(A block of data)
------------------------

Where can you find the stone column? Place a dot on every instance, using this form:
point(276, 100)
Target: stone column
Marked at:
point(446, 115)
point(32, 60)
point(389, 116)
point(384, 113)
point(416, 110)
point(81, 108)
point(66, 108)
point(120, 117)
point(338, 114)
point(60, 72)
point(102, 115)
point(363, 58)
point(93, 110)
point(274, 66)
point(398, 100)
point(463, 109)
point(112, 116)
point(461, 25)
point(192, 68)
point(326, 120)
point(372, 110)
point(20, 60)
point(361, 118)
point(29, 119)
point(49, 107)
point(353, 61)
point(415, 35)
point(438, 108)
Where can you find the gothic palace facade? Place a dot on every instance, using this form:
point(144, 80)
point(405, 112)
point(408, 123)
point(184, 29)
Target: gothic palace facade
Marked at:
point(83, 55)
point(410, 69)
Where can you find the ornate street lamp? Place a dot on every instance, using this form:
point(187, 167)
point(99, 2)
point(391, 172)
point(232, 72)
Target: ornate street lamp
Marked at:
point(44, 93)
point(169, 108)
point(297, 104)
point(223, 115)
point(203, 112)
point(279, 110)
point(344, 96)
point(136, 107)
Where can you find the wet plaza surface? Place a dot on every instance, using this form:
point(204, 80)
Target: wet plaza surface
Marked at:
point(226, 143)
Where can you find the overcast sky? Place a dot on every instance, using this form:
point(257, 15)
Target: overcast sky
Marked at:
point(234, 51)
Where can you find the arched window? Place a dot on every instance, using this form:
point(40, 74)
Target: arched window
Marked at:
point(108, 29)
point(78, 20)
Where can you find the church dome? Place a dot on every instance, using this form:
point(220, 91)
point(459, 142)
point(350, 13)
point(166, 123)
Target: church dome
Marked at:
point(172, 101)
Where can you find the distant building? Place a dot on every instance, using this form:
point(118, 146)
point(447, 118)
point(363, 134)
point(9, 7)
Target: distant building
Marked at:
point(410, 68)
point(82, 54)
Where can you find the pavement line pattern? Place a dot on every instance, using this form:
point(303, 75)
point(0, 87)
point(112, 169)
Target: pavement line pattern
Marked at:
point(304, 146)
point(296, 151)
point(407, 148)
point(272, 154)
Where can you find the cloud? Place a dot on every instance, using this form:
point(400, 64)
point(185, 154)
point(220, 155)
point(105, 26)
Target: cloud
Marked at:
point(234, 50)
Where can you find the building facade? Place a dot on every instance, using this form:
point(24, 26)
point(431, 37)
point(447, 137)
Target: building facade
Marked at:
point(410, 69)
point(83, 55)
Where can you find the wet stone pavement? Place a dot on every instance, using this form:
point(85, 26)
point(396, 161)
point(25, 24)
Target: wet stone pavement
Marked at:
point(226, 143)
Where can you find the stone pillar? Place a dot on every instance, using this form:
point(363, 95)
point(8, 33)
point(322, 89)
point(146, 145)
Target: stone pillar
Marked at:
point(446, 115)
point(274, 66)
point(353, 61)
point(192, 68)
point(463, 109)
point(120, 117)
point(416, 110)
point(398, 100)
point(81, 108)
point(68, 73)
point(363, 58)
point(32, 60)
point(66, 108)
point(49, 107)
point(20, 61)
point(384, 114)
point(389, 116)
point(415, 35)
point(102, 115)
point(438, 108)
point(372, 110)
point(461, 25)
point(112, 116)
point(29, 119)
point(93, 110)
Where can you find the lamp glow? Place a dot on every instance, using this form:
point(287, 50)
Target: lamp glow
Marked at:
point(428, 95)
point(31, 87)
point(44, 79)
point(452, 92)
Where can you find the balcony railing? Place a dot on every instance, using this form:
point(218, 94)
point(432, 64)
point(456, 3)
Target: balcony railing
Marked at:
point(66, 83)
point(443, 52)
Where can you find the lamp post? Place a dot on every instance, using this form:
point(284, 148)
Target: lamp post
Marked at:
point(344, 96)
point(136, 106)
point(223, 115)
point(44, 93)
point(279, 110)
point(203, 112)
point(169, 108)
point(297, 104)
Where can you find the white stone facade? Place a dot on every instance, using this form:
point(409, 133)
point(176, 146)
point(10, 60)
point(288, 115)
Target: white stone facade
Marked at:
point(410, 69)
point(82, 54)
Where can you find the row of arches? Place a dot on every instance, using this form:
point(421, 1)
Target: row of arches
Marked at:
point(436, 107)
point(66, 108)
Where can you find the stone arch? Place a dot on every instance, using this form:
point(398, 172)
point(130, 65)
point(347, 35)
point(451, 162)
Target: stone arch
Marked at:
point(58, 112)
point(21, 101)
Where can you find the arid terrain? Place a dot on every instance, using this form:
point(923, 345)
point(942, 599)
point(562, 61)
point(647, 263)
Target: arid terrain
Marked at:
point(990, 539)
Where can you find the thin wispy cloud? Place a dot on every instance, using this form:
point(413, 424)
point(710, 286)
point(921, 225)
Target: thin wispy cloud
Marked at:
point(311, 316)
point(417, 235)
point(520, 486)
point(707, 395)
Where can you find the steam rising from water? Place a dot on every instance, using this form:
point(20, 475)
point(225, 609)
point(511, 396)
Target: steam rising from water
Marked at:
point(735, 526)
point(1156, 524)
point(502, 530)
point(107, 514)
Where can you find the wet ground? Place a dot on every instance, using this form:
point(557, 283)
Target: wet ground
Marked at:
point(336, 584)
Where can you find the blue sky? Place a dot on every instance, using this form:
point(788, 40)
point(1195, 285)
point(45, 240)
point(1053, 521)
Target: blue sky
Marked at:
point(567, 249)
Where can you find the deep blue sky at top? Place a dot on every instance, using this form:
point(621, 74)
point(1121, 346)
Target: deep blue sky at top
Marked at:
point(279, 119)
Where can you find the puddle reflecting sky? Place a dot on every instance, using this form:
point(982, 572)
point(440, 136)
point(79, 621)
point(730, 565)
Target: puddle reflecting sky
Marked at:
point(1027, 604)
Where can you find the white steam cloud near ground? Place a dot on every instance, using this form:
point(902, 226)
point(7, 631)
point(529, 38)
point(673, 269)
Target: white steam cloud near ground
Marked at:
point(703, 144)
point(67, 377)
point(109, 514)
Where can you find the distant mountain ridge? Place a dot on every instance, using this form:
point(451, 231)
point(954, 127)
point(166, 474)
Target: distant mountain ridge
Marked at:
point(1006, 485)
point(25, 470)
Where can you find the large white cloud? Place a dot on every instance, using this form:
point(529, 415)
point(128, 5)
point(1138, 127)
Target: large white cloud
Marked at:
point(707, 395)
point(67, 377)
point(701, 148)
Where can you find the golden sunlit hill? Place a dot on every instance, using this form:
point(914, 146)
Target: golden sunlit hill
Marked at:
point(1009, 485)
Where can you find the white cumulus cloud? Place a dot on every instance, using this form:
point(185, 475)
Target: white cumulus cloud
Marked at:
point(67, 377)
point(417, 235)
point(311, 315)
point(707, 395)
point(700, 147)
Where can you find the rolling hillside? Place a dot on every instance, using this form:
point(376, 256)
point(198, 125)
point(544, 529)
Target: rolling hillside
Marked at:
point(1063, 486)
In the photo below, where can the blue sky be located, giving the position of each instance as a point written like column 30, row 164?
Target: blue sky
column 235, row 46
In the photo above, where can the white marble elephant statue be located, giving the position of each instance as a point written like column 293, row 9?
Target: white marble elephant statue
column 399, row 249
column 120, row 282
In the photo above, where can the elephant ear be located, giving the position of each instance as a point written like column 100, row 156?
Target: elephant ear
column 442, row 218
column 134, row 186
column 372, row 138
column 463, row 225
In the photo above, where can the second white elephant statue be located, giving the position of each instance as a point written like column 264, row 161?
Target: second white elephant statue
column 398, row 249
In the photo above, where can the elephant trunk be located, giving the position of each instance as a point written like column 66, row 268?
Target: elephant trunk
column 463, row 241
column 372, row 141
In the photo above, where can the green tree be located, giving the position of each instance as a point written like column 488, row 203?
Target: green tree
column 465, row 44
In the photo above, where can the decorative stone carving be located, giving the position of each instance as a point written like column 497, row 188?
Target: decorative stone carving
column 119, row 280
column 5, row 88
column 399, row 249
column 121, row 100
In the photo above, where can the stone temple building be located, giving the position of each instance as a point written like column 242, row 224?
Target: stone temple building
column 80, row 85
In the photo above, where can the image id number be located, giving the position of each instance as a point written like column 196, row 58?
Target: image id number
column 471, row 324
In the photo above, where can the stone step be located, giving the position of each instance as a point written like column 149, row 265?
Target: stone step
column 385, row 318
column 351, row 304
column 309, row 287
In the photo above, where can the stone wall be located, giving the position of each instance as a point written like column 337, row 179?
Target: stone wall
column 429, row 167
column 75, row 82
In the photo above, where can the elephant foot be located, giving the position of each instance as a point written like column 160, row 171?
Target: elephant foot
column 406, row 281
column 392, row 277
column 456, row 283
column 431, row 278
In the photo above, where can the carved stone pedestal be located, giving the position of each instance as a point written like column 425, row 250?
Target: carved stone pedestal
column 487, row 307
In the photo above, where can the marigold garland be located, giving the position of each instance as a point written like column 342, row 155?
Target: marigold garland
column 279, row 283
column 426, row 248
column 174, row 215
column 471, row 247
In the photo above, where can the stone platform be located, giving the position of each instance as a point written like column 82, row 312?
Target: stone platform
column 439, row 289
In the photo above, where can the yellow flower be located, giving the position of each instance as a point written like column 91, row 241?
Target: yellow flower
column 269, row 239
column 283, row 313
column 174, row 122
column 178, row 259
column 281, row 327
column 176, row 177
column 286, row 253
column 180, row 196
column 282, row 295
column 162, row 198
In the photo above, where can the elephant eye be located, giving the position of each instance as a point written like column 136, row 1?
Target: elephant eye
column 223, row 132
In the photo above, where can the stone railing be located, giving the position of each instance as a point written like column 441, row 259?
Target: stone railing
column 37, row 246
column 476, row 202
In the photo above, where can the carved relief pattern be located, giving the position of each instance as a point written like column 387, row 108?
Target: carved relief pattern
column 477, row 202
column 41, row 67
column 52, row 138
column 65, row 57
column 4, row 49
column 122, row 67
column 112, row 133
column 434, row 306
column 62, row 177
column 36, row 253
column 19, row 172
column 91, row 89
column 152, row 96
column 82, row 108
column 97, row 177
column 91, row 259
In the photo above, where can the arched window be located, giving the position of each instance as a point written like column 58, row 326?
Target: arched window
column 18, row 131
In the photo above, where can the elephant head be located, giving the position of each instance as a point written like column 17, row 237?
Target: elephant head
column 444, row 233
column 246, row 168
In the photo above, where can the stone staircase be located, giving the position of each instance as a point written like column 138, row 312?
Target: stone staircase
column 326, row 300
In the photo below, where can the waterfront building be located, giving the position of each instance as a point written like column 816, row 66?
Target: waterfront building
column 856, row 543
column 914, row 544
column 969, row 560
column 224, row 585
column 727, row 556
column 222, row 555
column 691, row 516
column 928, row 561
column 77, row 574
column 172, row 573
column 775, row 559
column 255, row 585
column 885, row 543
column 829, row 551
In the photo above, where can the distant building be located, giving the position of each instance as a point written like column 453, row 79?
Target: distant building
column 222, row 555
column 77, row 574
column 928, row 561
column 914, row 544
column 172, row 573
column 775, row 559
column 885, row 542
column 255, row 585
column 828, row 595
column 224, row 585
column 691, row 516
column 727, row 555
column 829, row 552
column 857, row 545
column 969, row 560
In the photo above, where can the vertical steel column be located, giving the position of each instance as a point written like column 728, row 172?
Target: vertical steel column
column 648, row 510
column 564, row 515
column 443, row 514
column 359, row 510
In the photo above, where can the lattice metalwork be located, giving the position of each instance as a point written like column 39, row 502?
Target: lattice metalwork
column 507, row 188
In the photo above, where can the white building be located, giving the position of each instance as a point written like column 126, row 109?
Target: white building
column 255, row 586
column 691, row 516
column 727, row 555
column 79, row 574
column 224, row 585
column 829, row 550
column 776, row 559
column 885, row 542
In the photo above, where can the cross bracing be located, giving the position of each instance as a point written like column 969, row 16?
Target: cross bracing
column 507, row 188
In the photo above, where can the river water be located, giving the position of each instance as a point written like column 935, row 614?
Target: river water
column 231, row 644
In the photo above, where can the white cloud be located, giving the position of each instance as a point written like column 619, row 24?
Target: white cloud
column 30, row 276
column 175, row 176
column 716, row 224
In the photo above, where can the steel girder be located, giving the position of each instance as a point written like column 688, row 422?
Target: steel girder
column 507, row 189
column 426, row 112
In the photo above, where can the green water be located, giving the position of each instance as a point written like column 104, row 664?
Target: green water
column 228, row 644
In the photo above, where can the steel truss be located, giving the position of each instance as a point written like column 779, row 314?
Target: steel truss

------------------------

What is asked: Rewrite the lines from the start of the data up to and including the line containing "point(326, 120)" as a Markdown table with the columns "Row" and "Line", skipping any blank lines.

Output for this task:
| Row | Line |
|---|---|
| 1 | Where can you find the stone column? Place a dot on every instance, using this form: |
| 2 | point(276, 100) |
| 3 | Target: stone column |
| 4 | Marked at: |
| 5 | point(446, 115) |
| 6 | point(32, 60) |
| 7 | point(389, 116) |
| 8 | point(384, 113) |
| 9 | point(416, 110) |
| 10 | point(81, 108) |
| 11 | point(66, 108) |
| 12 | point(120, 117) |
| 13 | point(338, 114) |
| 14 | point(60, 72) |
| 15 | point(102, 115) |
| 16 | point(363, 58) |
| 17 | point(93, 110) |
| 18 | point(274, 66) |
| 19 | point(398, 100) |
| 20 | point(463, 109) |
| 21 | point(112, 116) |
| 22 | point(461, 25) |
| 23 | point(192, 68) |
| 24 | point(326, 120) |